◆ TASK DESCRIPTION: Rewrite the lines from the one containing "Extract each quesadilla from this photo." through the one containing "[249,163,288,194]", changing "quesadilla" to "burrito" and keeping everything else the same. Return only those lines.
····················
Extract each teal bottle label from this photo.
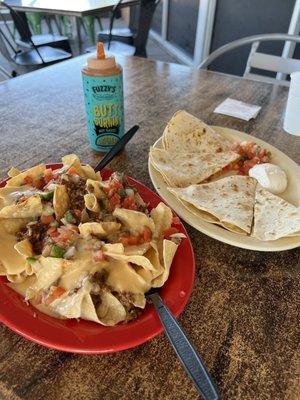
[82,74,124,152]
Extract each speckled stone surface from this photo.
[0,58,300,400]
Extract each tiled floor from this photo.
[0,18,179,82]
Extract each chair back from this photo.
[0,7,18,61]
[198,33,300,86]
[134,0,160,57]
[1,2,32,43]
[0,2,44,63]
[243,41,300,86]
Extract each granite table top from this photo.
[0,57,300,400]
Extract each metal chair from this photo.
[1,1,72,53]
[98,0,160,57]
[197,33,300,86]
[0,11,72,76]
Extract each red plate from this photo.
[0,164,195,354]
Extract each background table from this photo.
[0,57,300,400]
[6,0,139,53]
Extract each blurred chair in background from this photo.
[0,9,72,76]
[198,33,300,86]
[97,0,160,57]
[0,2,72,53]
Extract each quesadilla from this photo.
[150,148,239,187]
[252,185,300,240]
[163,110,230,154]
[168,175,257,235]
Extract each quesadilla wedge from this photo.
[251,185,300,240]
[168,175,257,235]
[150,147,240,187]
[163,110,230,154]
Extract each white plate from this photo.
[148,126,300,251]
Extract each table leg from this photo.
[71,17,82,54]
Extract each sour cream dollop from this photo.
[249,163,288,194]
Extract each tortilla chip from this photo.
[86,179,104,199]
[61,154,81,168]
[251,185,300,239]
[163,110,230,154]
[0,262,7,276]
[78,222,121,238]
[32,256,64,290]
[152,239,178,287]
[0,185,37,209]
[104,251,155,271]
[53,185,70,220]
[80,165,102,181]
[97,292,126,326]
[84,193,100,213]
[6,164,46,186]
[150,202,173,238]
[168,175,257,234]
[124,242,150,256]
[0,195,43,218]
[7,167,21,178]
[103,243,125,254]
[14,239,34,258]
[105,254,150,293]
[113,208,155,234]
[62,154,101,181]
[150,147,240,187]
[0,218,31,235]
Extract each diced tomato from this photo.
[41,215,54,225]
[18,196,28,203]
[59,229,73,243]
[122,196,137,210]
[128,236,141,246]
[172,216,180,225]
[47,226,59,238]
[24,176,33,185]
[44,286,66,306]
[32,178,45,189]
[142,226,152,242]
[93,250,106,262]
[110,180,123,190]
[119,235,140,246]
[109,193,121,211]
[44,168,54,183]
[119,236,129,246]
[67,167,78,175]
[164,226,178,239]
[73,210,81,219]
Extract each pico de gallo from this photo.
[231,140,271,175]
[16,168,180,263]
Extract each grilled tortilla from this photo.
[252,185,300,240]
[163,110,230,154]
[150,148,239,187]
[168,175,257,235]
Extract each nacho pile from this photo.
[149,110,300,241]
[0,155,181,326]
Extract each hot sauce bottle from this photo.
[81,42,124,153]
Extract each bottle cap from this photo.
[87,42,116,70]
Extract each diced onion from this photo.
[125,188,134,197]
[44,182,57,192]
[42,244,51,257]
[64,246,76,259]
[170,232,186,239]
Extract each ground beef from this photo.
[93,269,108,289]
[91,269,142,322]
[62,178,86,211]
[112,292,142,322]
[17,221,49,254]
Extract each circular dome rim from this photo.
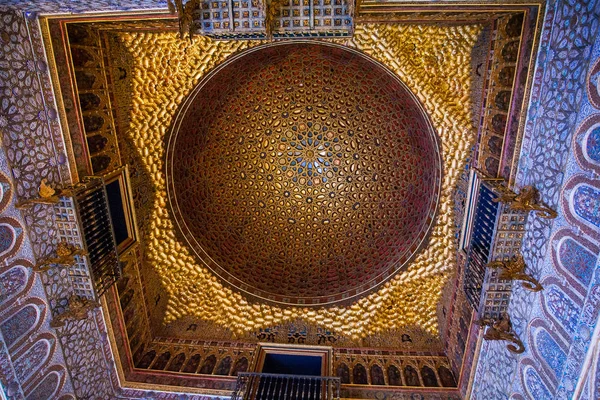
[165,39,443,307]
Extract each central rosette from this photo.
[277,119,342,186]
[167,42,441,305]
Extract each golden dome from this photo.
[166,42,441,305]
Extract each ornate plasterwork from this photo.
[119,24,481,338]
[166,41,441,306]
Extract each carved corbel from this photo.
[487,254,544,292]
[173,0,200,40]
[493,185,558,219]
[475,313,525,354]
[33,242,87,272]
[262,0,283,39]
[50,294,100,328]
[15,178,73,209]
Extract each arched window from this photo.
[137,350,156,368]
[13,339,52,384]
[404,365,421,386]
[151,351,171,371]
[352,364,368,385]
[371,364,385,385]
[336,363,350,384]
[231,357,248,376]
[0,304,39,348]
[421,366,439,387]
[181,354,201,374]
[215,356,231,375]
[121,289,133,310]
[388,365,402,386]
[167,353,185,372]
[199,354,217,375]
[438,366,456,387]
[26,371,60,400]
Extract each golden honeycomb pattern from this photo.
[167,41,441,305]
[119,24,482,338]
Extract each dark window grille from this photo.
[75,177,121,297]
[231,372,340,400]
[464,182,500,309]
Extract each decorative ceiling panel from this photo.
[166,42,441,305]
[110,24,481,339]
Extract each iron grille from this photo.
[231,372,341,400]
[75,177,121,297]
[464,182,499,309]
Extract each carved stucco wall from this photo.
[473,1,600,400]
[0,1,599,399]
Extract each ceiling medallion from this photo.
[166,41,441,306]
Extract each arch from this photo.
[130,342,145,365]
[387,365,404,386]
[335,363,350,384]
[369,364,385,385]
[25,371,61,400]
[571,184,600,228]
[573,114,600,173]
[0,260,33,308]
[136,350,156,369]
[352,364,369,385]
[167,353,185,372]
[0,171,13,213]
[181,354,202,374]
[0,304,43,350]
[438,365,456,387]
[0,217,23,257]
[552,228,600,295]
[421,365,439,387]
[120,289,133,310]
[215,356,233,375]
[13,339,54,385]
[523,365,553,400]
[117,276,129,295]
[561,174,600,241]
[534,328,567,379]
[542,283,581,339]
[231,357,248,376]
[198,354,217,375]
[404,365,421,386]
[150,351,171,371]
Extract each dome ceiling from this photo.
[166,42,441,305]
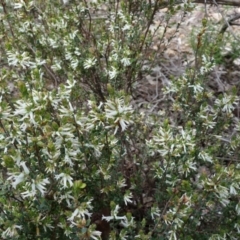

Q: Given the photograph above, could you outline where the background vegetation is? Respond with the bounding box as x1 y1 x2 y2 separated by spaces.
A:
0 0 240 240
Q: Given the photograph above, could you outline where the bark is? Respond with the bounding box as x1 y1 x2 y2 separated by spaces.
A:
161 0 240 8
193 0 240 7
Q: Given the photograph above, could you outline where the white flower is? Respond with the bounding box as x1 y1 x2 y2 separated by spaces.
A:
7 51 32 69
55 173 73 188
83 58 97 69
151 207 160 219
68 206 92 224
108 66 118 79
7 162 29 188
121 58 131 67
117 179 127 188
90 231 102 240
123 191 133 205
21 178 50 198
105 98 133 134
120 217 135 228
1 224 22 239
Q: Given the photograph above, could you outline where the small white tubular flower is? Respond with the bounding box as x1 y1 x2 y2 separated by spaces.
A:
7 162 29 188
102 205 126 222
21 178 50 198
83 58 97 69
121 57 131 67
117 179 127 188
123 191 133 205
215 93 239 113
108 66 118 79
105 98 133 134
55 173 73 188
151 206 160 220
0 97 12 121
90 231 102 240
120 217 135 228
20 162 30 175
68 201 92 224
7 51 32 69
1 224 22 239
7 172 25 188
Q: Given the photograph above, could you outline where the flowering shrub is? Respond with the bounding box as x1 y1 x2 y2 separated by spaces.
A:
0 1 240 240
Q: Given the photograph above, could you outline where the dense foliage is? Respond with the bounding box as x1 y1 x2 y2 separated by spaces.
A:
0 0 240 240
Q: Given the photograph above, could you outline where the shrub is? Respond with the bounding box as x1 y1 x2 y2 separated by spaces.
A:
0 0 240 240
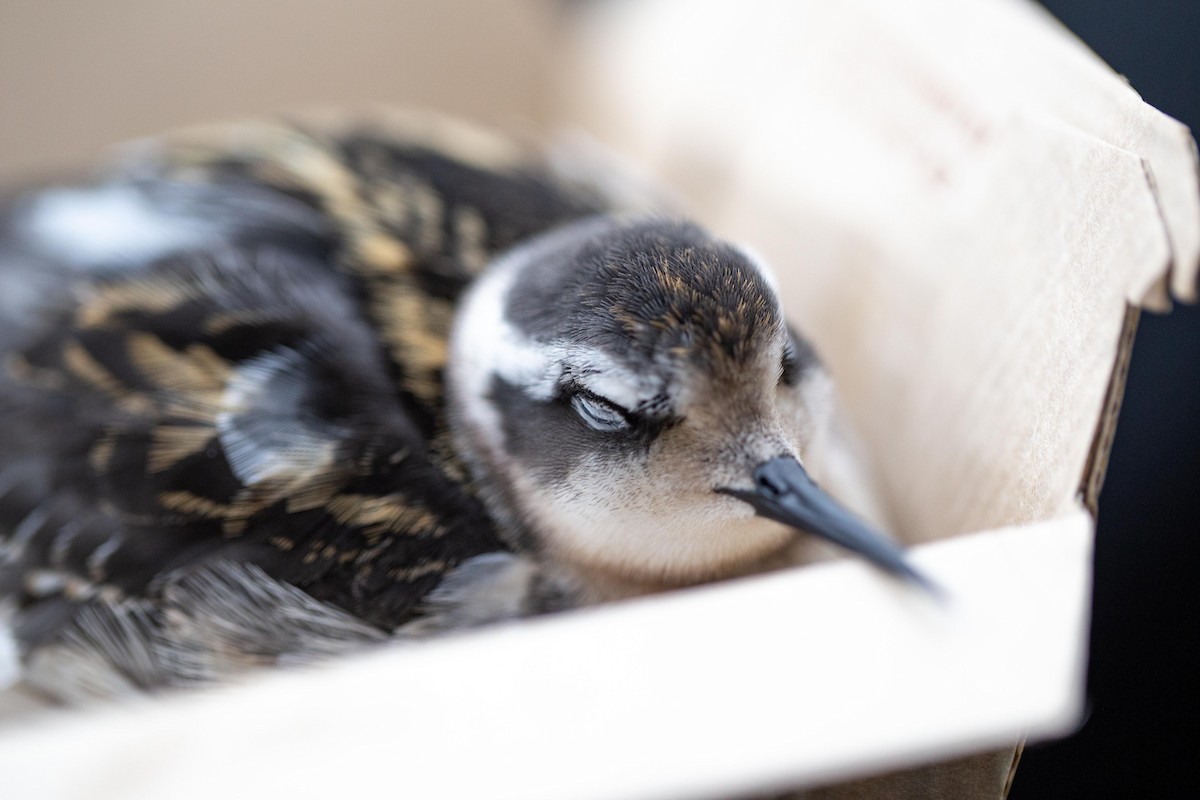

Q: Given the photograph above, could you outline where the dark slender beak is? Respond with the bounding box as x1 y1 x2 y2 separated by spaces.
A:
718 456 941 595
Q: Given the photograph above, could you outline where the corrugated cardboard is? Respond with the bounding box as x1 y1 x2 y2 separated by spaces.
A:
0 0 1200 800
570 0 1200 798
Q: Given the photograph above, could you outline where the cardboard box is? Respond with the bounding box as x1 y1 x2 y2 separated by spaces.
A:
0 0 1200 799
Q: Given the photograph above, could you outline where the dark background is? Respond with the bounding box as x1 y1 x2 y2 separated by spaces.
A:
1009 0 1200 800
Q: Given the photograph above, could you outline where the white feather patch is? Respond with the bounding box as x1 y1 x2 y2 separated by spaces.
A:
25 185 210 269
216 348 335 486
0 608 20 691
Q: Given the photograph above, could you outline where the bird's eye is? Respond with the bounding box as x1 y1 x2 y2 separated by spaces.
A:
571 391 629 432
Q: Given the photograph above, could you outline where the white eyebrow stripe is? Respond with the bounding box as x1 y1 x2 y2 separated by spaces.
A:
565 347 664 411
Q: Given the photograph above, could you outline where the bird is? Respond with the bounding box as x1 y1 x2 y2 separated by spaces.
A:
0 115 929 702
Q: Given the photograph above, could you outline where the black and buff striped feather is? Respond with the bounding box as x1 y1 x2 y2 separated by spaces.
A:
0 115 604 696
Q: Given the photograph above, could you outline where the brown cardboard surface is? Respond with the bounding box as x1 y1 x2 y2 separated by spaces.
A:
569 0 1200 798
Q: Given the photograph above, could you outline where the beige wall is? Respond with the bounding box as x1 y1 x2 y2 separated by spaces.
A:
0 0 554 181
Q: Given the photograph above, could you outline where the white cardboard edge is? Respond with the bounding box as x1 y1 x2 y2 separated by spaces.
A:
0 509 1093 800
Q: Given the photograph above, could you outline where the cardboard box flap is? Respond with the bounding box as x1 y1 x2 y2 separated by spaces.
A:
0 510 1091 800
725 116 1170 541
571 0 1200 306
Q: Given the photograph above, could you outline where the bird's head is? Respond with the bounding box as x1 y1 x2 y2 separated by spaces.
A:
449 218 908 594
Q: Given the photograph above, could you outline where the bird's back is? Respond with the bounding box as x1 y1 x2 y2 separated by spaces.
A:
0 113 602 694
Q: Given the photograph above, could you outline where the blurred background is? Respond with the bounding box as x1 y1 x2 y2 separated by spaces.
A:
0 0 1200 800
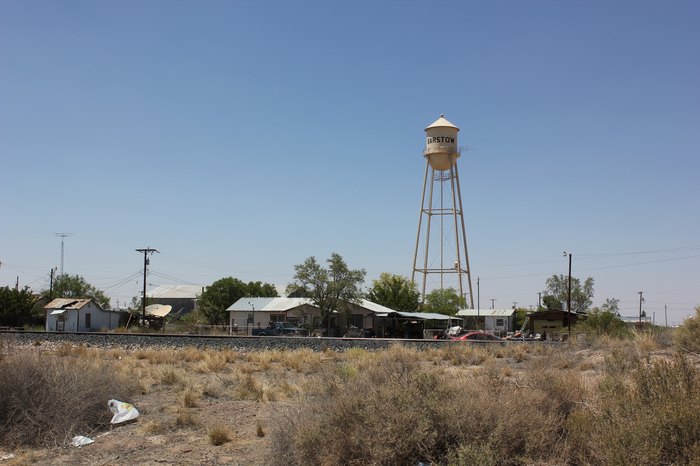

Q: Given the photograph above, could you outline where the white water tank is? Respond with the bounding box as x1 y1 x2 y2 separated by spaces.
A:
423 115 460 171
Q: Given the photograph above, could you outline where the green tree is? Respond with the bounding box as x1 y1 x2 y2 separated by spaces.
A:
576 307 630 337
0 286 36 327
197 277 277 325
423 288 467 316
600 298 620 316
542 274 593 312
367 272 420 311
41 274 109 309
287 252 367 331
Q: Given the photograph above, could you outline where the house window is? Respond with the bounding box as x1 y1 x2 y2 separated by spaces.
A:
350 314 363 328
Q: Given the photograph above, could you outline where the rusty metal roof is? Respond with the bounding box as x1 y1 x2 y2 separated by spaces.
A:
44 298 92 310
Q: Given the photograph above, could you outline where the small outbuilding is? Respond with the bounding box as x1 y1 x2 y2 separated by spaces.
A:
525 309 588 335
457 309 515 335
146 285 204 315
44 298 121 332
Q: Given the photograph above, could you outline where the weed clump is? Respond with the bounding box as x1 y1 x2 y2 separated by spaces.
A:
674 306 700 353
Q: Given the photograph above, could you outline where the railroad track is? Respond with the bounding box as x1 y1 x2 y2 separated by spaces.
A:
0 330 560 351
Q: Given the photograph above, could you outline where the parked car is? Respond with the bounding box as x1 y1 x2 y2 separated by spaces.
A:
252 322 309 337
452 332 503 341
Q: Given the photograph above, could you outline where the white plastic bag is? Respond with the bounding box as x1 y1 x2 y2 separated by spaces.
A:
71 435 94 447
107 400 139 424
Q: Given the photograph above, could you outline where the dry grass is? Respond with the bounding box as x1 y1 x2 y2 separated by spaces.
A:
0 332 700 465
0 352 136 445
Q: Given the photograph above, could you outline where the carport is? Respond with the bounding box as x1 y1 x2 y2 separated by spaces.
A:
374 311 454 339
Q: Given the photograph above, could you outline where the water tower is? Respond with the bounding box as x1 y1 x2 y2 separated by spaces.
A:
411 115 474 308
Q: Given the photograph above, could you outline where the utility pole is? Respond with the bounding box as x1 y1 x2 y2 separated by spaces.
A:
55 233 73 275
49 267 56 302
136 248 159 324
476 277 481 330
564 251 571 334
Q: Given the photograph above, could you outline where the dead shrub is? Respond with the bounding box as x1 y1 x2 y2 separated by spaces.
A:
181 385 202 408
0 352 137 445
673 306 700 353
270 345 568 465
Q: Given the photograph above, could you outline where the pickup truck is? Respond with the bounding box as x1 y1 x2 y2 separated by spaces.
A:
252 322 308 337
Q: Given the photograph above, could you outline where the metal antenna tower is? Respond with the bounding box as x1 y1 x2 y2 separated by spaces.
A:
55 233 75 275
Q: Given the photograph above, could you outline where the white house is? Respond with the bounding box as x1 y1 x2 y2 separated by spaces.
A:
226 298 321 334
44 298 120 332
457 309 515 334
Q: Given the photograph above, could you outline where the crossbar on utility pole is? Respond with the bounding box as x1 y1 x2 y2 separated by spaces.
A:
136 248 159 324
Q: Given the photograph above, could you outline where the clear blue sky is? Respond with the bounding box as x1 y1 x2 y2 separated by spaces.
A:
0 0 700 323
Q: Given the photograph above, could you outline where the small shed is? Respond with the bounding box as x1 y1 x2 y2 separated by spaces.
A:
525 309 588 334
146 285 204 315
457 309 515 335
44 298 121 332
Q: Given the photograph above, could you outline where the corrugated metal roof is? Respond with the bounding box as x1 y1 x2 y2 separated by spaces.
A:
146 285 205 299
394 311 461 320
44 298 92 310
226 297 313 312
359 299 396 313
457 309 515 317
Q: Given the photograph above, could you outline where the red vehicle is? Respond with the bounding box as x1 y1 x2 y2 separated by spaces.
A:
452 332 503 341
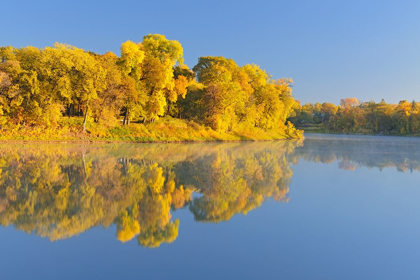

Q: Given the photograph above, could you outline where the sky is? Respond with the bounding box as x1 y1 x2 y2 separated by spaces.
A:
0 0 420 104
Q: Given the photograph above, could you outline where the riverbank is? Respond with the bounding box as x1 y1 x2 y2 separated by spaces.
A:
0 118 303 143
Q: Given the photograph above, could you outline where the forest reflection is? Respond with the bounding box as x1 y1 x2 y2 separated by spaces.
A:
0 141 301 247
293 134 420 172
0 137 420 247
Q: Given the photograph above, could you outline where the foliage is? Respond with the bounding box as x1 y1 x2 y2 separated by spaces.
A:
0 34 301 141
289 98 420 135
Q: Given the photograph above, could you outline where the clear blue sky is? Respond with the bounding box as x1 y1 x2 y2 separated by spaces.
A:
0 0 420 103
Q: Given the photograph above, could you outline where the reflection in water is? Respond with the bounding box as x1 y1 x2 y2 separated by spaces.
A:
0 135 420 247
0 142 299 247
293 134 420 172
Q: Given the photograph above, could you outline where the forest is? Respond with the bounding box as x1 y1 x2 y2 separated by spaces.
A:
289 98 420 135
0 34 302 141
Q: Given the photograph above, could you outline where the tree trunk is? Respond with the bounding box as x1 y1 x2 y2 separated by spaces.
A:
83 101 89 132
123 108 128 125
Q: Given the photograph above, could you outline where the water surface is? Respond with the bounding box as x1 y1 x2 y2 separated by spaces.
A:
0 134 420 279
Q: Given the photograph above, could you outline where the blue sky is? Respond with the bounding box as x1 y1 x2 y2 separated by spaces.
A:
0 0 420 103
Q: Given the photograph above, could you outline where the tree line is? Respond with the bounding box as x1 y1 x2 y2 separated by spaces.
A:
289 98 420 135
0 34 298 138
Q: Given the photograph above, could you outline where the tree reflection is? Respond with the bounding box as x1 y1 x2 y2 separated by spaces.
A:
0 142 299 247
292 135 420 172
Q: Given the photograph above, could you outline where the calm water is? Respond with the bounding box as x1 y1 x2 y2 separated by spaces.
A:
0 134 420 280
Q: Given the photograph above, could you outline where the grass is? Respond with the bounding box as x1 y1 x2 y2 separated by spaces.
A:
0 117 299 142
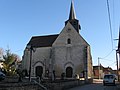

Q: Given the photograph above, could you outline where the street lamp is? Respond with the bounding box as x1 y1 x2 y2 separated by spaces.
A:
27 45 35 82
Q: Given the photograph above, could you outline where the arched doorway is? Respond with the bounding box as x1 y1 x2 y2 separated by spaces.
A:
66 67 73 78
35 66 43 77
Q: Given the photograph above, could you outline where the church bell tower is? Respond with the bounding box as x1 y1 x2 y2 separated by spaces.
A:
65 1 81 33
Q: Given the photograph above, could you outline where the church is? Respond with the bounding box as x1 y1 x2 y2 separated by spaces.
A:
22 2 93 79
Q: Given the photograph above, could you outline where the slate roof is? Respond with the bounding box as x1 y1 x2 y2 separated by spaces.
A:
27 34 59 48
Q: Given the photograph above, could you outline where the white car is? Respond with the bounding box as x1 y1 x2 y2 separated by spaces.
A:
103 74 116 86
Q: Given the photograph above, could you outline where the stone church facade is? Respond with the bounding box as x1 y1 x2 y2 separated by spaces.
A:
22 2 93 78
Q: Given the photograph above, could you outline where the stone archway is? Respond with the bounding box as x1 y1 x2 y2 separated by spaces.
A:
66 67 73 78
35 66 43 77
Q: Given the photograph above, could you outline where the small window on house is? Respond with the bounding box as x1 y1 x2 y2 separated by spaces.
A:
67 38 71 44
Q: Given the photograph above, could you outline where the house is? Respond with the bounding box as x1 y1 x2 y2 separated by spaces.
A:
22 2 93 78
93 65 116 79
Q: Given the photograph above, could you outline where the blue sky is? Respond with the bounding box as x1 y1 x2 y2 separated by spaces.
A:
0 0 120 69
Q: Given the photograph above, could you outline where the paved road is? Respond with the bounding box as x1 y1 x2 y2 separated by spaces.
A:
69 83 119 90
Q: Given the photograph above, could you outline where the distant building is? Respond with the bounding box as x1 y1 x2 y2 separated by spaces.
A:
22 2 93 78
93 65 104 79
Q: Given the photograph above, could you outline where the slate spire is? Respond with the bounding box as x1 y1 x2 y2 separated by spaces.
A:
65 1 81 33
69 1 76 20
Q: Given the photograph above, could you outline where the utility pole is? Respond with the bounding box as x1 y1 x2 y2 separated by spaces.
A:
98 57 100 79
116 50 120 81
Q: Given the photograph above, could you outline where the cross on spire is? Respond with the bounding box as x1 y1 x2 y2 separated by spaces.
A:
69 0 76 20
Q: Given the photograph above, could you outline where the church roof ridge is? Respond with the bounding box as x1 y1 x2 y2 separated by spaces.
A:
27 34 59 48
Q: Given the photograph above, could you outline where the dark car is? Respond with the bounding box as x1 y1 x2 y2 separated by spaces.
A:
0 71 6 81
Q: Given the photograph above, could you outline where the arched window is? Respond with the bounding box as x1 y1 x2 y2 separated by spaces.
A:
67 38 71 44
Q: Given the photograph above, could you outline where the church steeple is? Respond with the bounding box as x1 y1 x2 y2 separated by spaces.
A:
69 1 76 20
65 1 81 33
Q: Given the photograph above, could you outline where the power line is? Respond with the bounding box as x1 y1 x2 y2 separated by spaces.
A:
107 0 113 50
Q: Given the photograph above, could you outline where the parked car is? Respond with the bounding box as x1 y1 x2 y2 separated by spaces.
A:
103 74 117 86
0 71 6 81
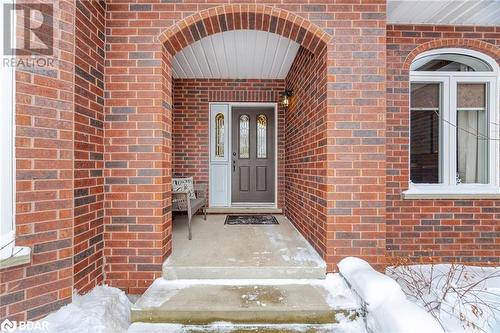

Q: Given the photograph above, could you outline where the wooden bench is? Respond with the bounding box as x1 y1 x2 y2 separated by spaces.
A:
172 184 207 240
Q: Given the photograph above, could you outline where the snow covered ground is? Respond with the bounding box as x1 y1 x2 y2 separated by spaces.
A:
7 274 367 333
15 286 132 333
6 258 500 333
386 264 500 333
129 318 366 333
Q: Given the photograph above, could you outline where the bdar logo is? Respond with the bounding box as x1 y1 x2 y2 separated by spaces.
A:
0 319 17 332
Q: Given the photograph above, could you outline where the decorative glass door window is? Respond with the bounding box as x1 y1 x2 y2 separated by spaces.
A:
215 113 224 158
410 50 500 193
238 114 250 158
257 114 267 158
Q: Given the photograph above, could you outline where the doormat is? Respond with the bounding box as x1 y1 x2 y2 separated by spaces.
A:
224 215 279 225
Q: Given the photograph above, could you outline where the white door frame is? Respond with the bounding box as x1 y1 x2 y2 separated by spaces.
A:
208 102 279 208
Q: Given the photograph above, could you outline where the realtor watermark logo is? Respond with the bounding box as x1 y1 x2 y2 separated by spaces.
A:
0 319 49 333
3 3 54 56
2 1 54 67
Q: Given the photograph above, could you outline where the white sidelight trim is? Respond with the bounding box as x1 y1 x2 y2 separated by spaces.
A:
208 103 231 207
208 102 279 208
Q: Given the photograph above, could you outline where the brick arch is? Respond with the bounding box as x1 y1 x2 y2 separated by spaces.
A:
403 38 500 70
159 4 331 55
····················
◆ FULL RESPONSE:
Extract each burrito from this photo.
[150,148,239,187]
[252,185,300,240]
[163,110,230,154]
[168,175,257,235]
Extract each burrito wedge from this photo.
[251,185,300,240]
[168,175,257,235]
[150,147,240,187]
[163,110,230,154]
Extract each white plate from this photo.
[148,126,300,251]
Extract each table leg from this photo.
[71,17,82,54]
Extract each sour cream dollop from this photo.
[249,163,288,194]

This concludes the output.